* Directions for this task
Return the records, each one exactly as written.

□ □ □

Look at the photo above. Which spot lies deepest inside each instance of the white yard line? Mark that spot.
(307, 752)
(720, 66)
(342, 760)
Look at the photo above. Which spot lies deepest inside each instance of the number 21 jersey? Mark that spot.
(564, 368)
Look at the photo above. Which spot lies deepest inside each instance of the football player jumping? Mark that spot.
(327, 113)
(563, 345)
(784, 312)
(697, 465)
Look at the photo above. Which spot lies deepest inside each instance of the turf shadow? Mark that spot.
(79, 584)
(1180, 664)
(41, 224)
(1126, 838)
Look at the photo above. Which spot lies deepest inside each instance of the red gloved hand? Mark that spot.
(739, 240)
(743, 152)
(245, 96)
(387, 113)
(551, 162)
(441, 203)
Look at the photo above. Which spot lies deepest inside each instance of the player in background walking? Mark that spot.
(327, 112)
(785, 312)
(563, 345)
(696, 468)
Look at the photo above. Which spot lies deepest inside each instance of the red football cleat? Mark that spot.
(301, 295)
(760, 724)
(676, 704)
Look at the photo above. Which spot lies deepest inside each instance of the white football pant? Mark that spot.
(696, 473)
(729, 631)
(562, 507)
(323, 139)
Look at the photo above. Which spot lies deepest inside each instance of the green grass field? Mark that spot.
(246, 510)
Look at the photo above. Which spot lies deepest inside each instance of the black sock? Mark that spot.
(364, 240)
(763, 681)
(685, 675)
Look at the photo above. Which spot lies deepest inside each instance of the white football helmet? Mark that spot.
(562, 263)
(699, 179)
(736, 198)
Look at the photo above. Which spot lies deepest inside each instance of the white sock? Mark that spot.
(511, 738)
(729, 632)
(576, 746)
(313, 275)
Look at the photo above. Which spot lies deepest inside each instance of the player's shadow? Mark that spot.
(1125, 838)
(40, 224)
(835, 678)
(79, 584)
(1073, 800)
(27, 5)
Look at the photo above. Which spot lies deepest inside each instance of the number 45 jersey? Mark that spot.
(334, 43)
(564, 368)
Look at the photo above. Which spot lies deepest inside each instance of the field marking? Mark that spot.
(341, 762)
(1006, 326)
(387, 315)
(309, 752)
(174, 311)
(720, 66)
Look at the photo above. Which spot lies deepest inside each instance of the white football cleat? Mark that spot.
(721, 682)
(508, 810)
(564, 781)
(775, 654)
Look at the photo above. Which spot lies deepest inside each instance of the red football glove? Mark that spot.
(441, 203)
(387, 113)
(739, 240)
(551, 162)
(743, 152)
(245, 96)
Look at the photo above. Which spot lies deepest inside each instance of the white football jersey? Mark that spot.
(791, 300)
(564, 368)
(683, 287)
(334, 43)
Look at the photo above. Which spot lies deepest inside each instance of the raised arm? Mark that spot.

□ □ □

* Final result
Look at the photo above. Which spot lies deepest inside each instance of the white yard line? Mark that spot.
(307, 752)
(720, 66)
(342, 760)
Look at the photo above. Which spot lies deepest inside each instance of the number 21 jersey? Mark that spot.
(564, 368)
Look at the photo above. Which spot lies deepest inside each instance of the football player jumping? Mark that spot.
(327, 113)
(563, 345)
(784, 312)
(697, 465)
Look at the photo above. Which spot lies deepest inside each instance of the turf shadow? Mark that spot.
(79, 584)
(1180, 664)
(41, 224)
(1126, 838)
Look at the photo above. Which spot lies deepest inside each instance of the red gloved hand? Mark that spot.
(739, 240)
(743, 152)
(245, 96)
(387, 113)
(551, 162)
(441, 203)
Look at the photo above. Which spot lies deepest inside each instance of the player in background walking? Mark that spot.
(327, 112)
(785, 312)
(563, 345)
(696, 468)
Look at the photo above. Which spot lies deepest inside each instance of the red football cleat? Mark that spot.
(301, 295)
(760, 724)
(676, 704)
Look at the photo above. Which spot lies deepest inside each instance of the white football pant? Mark that spot.
(696, 473)
(729, 631)
(562, 507)
(323, 139)
Look at the photo above. Which spot lies deepest inside each instance of the green grass field? Mark that spot.
(246, 510)
Look at the photo above. Which spot lies deepest inside each instance of the black sock? Mark that spot.
(364, 240)
(763, 681)
(685, 675)
Look at the photo above. Which spot lies deepest inside each instance of the white football helmet? Mark that spot.
(562, 263)
(699, 179)
(736, 198)
Look at the photo above. Which spot lies deepest inside each instance of the white sock? Mark that spot.
(511, 738)
(729, 632)
(576, 746)
(313, 275)
Look at the photo above. Which spot lies deepest inside each instance of the player's shadow? Mark that spot.
(1125, 838)
(40, 224)
(835, 678)
(79, 584)
(1073, 800)
(27, 5)
Look at the photo above. Which spot lies deepest inside each instance of the number 45 jersey? Mark that spot.
(334, 43)
(564, 368)
Look at the photo above. Which spot lies deepest inside each instance of the field marking? Mark that spot.
(341, 762)
(1006, 326)
(387, 315)
(309, 752)
(174, 311)
(720, 66)
Look at the photo above. Which spot lies deepest inside each instance of the white football cleat? Mark that spot.
(721, 682)
(508, 810)
(564, 781)
(775, 654)
Look at the photo above. Which spot lies deepest inside each instance of the red football glove? Mark that spot.
(441, 203)
(387, 113)
(739, 240)
(551, 162)
(743, 152)
(245, 96)
Look at the photo above. Which spot lies deepest inside each instance of the white football jersey? Mark that spot.
(791, 300)
(564, 368)
(683, 287)
(334, 43)
Look at the photo above. Which spot lies deepest inside each instance of the raised arm? Mark that spot.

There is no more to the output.